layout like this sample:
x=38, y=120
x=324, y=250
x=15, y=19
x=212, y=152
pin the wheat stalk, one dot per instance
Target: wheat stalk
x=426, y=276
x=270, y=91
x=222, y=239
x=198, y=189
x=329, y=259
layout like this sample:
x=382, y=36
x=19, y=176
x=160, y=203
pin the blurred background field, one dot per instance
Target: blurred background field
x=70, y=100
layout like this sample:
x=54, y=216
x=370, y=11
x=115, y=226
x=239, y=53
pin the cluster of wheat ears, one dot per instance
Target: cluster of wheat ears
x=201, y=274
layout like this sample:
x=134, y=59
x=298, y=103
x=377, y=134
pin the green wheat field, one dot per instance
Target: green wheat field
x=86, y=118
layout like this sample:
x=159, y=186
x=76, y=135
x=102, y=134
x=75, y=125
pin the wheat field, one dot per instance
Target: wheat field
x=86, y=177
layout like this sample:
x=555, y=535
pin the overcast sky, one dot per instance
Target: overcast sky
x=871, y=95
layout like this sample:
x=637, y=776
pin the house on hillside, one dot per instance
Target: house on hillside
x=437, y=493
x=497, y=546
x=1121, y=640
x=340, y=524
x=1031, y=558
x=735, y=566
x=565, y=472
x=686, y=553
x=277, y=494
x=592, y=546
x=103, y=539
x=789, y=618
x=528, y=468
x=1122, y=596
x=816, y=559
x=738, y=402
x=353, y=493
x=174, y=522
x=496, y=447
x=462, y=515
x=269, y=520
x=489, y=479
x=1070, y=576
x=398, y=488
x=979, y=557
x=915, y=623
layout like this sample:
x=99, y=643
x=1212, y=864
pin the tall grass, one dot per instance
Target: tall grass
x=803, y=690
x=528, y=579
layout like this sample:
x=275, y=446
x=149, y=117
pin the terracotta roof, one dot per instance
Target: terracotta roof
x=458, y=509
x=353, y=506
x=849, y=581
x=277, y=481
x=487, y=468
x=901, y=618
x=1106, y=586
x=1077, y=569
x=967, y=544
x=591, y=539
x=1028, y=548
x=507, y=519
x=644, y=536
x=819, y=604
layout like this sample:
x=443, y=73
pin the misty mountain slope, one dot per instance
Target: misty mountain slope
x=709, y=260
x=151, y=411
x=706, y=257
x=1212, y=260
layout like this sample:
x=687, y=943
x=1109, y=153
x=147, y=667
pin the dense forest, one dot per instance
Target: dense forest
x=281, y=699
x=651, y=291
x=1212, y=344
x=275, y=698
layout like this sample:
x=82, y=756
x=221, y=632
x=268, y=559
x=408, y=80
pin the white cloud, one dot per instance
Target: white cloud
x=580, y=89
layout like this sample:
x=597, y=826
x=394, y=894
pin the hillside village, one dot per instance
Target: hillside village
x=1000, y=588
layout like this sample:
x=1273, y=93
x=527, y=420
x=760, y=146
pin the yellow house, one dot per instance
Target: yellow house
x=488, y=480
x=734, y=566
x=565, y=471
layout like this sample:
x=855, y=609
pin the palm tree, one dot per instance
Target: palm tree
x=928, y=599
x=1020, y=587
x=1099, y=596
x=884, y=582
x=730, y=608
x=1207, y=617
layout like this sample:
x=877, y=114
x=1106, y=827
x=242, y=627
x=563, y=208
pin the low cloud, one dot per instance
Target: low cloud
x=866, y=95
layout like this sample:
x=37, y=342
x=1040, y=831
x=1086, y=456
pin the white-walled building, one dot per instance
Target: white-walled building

◆ ◆ ◆ ◆

Rename "one dot per instance" to "one point for each instance" throughout the rows above, and leave everything else in them unchanged.

layout like this sample:
x=38, y=120
x=324, y=250
x=15, y=19
x=212, y=152
pin the wheat stalk, one point for each instance
Target: wheat stalk
x=426, y=276
x=270, y=91
x=222, y=239
x=198, y=189
x=329, y=259
layout like this sample:
x=382, y=36
x=19, y=176
x=160, y=203
pin the blurred background field, one point for each instance
Target: blurred background field
x=70, y=100
layout like this sample:
x=54, y=216
x=370, y=11
x=115, y=226
x=239, y=53
pin the cluster of wheat ears, one point for each instance
Target: cluster of wheat ears
x=201, y=274
layout like this sample:
x=134, y=59
x=298, y=103
x=377, y=134
pin the green wheat field, one point for each instance
Target: green wheat field
x=86, y=118
layout like this sample:
x=159, y=186
x=76, y=135
x=102, y=134
x=75, y=125
pin the wheat field, one point for each instance
Target: wheat field
x=86, y=177
layout like this sample:
x=555, y=535
pin the overcast sky, one point for each instance
Target: overcast sky
x=871, y=95
layout like this sample:
x=637, y=776
pin the house on hillside, one point for each instance
Target: house on hillside
x=437, y=493
x=497, y=546
x=1121, y=640
x=340, y=524
x=1031, y=558
x=735, y=566
x=565, y=472
x=686, y=553
x=277, y=494
x=592, y=546
x=103, y=539
x=789, y=618
x=528, y=468
x=1122, y=596
x=816, y=559
x=738, y=402
x=353, y=493
x=174, y=522
x=496, y=447
x=462, y=515
x=269, y=520
x=489, y=479
x=1070, y=576
x=398, y=488
x=979, y=557
x=915, y=623
layout like this sample:
x=99, y=643
x=1212, y=864
pin the tall grass, one point for each instance
Target: tall grass
x=803, y=690
x=528, y=579
layout like this sample:
x=275, y=446
x=149, y=117
pin the terracotta roof, one point for each instance
Target: terracotta roof
x=458, y=509
x=353, y=506
x=849, y=581
x=277, y=481
x=487, y=468
x=901, y=618
x=1106, y=586
x=1077, y=569
x=967, y=544
x=591, y=539
x=1028, y=548
x=507, y=519
x=644, y=536
x=819, y=604
layout like this sample:
x=443, y=73
pin the misty mountain slope, one point for each instance
Target: misty mountain slope
x=709, y=260
x=151, y=411
x=706, y=257
x=1212, y=260
layout like this sample:
x=687, y=943
x=1109, y=153
x=147, y=667
pin the dense forest, one point for each instance
Target: dense forest
x=281, y=699
x=651, y=291
x=1212, y=344
x=275, y=698
layout like this sample:
x=82, y=756
x=221, y=632
x=268, y=559
x=408, y=80
pin the white cloud, one point for each instance
Target: white cloud
x=580, y=89
layout like this sample:
x=597, y=826
x=394, y=894
pin the hillside village, one point for each instance
Target: hillside village
x=1000, y=588
layout like this sample:
x=1273, y=93
x=527, y=420
x=760, y=146
pin the yellow house, one point for each instance
Target: yellow house
x=488, y=480
x=734, y=566
x=565, y=471
layout like this sample:
x=855, y=609
pin the palm tree, one point for each instance
Target: palm tree
x=928, y=599
x=1020, y=587
x=1099, y=596
x=884, y=582
x=730, y=608
x=1207, y=617
layout like this sample:
x=877, y=114
x=1106, y=827
x=242, y=627
x=563, y=208
pin the low cloud, one point for each instance
Target: low cloud
x=866, y=95
layout like this sample:
x=37, y=342
x=1040, y=831
x=1086, y=456
pin the white-walled building, one point for each instance
Target: white-walled building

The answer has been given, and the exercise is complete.